• **What is required**
Turn each of the records below into a numbered list of its lines, omitting any blank lines.

• **Supplied entries**

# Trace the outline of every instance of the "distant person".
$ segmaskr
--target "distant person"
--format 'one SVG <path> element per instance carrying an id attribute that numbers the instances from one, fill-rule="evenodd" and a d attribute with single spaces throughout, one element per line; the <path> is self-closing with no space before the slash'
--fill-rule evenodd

• **Exercise response**
1. # Trace the outline of every instance of the "distant person".
2. $ segmaskr
3. --target "distant person"
4. --format 'one SVG <path> element per instance carrying an id attribute that numbers the instances from one, fill-rule="evenodd" and a d attribute with single spaces throughout, one element per line; the <path> is self-closing with no space before the slash'
5. --fill-rule evenodd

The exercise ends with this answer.